**WHAT THE TASK REQUIRES:**
Reproduce the material below word for word, leaving out the pictures.
^^^^^^^^^^^^^^^^
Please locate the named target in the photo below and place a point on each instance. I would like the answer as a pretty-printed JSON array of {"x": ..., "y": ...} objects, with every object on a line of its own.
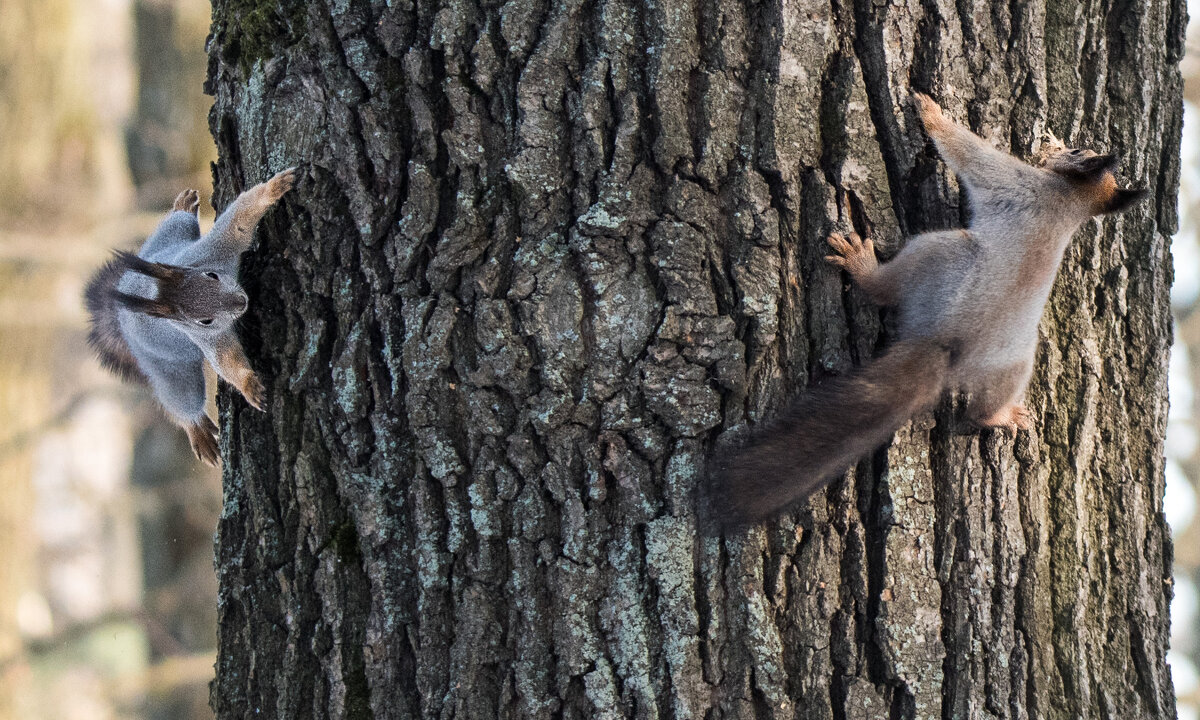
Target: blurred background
[{"x": 107, "y": 589}]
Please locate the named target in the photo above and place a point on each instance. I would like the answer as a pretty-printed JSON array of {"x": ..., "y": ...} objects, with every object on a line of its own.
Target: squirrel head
[
  {"x": 198, "y": 300},
  {"x": 1092, "y": 175}
]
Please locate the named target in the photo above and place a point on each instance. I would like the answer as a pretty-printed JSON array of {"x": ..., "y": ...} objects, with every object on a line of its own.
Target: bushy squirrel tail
[
  {"x": 820, "y": 435},
  {"x": 105, "y": 336}
]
^^^^^^^^^^^^^^^^
**RESULT OF THIS EXERCISE:**
Please locate the named target in the photo below and place a point on each instance. I would like the answer as a pretty-printed JSON array of {"x": ..., "y": ...} objects, with every object on a line of its own.
Target: blurred background
[{"x": 107, "y": 589}]
Please locate the named target in the photo above and place a point on each instance. I would like the answer as a pretty-printed JSON array of {"x": ..., "y": ...} objects, with every object on a line of its own.
Target: squirrel head
[
  {"x": 198, "y": 300},
  {"x": 1092, "y": 175}
]
Please locate the named target in the photo above and place a point on each instance. I would like the answer as a pretty-printed JSON array of {"x": ..., "y": ...} objects, with every object on a line of its own.
Target: bushy squirrel tail
[
  {"x": 820, "y": 435},
  {"x": 105, "y": 336}
]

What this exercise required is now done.